Exercise description. Give back every record exactly.

· · ·

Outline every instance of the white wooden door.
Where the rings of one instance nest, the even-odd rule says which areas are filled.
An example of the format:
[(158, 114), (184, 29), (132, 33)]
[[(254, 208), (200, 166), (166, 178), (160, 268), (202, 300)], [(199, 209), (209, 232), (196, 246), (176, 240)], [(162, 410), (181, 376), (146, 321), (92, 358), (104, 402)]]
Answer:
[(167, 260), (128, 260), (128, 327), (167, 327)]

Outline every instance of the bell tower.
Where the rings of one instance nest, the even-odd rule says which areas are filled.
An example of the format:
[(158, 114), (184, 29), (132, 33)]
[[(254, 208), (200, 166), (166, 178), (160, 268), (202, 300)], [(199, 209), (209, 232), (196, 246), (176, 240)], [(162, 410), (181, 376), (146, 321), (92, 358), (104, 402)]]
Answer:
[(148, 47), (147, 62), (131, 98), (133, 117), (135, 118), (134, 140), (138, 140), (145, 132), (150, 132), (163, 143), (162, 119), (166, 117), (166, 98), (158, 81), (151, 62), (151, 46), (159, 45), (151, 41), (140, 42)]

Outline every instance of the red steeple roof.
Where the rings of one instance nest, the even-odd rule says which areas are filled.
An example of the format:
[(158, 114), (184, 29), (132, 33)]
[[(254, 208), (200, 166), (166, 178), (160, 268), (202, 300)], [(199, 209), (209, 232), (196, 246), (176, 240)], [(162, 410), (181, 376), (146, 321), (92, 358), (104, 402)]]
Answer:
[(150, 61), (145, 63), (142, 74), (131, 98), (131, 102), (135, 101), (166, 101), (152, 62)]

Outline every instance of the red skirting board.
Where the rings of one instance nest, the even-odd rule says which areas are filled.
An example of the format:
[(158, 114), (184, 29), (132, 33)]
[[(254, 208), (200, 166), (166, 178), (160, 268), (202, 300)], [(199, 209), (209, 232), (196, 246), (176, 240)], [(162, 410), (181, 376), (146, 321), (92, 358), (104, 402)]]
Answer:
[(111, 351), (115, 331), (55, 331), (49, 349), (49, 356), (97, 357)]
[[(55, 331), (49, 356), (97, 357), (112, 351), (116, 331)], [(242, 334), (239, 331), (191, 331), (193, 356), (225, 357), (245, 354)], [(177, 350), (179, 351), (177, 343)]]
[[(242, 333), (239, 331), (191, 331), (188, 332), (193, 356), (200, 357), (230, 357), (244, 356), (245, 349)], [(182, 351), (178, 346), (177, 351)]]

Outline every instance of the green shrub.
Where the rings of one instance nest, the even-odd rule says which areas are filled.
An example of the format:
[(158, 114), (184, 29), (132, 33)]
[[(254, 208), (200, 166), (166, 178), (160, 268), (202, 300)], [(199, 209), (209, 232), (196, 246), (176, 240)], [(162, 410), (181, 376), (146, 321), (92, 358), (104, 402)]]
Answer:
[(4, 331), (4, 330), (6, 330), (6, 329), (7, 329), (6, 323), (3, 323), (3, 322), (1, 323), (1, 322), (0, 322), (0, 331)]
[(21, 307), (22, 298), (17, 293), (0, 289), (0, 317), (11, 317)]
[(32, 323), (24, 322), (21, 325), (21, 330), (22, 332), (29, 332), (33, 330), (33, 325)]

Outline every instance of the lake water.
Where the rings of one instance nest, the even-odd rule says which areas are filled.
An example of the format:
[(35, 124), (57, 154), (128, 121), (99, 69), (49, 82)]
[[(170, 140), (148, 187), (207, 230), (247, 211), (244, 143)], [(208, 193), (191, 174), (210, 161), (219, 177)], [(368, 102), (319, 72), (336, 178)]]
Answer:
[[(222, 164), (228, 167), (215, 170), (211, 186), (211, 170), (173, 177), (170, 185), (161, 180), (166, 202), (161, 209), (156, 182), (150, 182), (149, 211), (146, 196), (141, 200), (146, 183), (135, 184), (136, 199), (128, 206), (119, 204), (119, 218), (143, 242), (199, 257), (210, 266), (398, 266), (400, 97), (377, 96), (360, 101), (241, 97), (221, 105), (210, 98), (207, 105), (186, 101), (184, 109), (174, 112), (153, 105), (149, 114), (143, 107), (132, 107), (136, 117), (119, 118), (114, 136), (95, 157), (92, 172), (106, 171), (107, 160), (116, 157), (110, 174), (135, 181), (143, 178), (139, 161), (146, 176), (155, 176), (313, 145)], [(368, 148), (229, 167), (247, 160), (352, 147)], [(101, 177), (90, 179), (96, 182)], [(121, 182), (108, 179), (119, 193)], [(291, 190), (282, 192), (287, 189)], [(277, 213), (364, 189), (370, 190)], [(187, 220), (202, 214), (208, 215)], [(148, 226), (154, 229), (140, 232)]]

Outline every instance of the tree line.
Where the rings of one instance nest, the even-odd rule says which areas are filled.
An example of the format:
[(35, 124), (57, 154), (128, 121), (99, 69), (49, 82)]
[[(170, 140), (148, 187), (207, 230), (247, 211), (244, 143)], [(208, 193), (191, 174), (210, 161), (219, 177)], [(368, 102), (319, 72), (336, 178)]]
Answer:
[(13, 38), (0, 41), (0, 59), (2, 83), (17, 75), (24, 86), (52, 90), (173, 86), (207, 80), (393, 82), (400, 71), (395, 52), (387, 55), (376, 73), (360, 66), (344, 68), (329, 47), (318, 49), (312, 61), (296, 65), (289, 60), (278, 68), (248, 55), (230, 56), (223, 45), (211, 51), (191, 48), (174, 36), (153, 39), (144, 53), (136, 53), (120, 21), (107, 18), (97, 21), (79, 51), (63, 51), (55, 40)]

· · ·

Response to this task.
Outline every instance of the white wooden door.
Where the rings of one instance nest, the even-odd rule says which areas are filled.
An example of the format:
[(158, 114), (184, 29), (132, 33)]
[[(254, 208), (200, 166), (166, 178), (160, 268), (202, 300)], [(199, 209), (209, 232), (196, 246), (176, 240)], [(162, 410), (181, 376), (146, 321), (92, 358), (104, 402)]]
Answer:
[(167, 260), (128, 260), (128, 327), (167, 327)]

Outline every instance of the bell tower.
Where the rings of one instance nest, the even-odd rule says which areas are filled.
An example of the format:
[(158, 114), (184, 29), (132, 33)]
[[(254, 208), (200, 166), (166, 178), (160, 268), (202, 300)], [(199, 209), (209, 232), (196, 246), (176, 240)], [(162, 410), (181, 376), (146, 321), (92, 358), (104, 402)]]
Answer:
[(148, 47), (147, 62), (131, 98), (133, 117), (135, 118), (134, 140), (138, 140), (145, 132), (150, 132), (163, 143), (162, 119), (166, 117), (166, 98), (158, 81), (151, 62), (151, 46), (159, 45), (151, 41), (140, 42)]

Outline every instance of the red steeple roof.
Where the rings of one instance nest, the even-odd rule says which areas are filled.
An example of the format:
[(158, 114), (184, 29), (132, 33)]
[[(254, 208), (200, 166), (166, 178), (160, 268), (202, 300)], [(199, 209), (209, 232), (196, 246), (176, 240)], [(162, 410), (181, 376), (146, 321), (92, 358), (104, 402)]]
Answer:
[(150, 61), (145, 63), (142, 74), (131, 98), (131, 102), (135, 101), (166, 101), (152, 62)]

Outline every instance of the red skirting board.
Where the rings of one instance nest, the even-odd rule says which areas are filled.
An example of the format:
[(158, 114), (184, 29), (132, 33)]
[[(254, 208), (200, 166), (166, 178), (160, 268), (202, 300)], [(199, 209), (209, 232), (196, 246), (176, 240)], [(162, 410), (181, 376), (146, 321), (92, 358), (104, 402)]]
Answer:
[(111, 351), (115, 331), (55, 331), (49, 349), (49, 356), (97, 357)]
[[(55, 331), (49, 356), (97, 357), (112, 351), (116, 331)], [(242, 334), (239, 331), (191, 331), (193, 356), (225, 357), (245, 354)], [(177, 350), (179, 351), (177, 343)]]
[[(242, 333), (239, 331), (191, 331), (188, 332), (193, 356), (200, 357), (230, 357), (244, 356), (245, 349)], [(182, 351), (178, 346), (177, 351)]]

Outline every instance of the green shrub.
Where the rings of one instance nest, the even-odd rule says which areas are filled.
An example of the format:
[(158, 114), (184, 29), (132, 33)]
[[(254, 208), (200, 166), (166, 178), (160, 268), (202, 300)], [(199, 209), (209, 232), (196, 246), (176, 240)], [(162, 410), (181, 376), (146, 321), (92, 358), (104, 402)]]
Answer:
[(4, 331), (4, 330), (6, 330), (6, 329), (7, 329), (6, 323), (3, 323), (3, 322), (1, 323), (1, 322), (0, 322), (0, 331)]
[(21, 307), (22, 298), (17, 293), (0, 289), (0, 317), (11, 317)]
[(32, 323), (24, 322), (21, 325), (21, 330), (22, 332), (29, 332), (33, 330), (33, 325)]

Outline every instance of the lake water.
Where the rings of one instance nest, the even-odd rule says which areas are filled.
An example of the format:
[(35, 124), (57, 154), (128, 121), (99, 69), (49, 82)]
[[(170, 140), (148, 187), (207, 230), (247, 211), (244, 143)], [(208, 193), (191, 174), (210, 161), (219, 177)], [(368, 102), (319, 72), (336, 178)]]
Answer:
[[(222, 164), (228, 167), (215, 170), (211, 186), (211, 170), (173, 177), (170, 185), (161, 180), (166, 202), (161, 209), (156, 182), (150, 182), (149, 211), (146, 196), (141, 200), (146, 183), (135, 184), (136, 199), (128, 206), (119, 204), (119, 218), (143, 242), (199, 257), (210, 266), (398, 266), (400, 97), (377, 96), (360, 101), (241, 97), (221, 105), (210, 98), (207, 105), (186, 101), (184, 109), (174, 112), (153, 105), (149, 114), (143, 107), (132, 107), (136, 117), (119, 118), (114, 136), (95, 157), (92, 172), (106, 171), (107, 160), (116, 157), (110, 174), (135, 181), (143, 178), (139, 161), (146, 176), (155, 176), (313, 145)], [(368, 148), (229, 167), (247, 160), (352, 147)], [(101, 177), (90, 179), (96, 182)], [(121, 182), (108, 179), (119, 193)], [(291, 190), (282, 192), (287, 189)], [(277, 213), (364, 189), (370, 190)], [(187, 220), (202, 214), (208, 215)], [(148, 226), (154, 229), (140, 232)]]

Outline every instance of the tree line.
Where the rings of one instance nest, the even-odd rule says which areas are filled.
An example of the format:
[(35, 124), (57, 154), (128, 121), (99, 69), (49, 82)]
[[(170, 140), (148, 187), (207, 230), (247, 211), (244, 143)], [(208, 193), (191, 174), (210, 161), (219, 177)], [(368, 102), (319, 72), (336, 178)]]
Answer:
[(13, 38), (0, 41), (0, 59), (2, 83), (17, 75), (24, 86), (52, 90), (173, 86), (207, 80), (393, 82), (400, 71), (395, 52), (387, 55), (376, 73), (360, 66), (344, 68), (329, 47), (318, 49), (312, 61), (296, 65), (289, 60), (278, 68), (248, 55), (230, 56), (223, 45), (211, 51), (191, 48), (174, 36), (153, 39), (144, 53), (136, 53), (120, 21), (107, 18), (97, 21), (79, 51), (63, 51), (55, 40)]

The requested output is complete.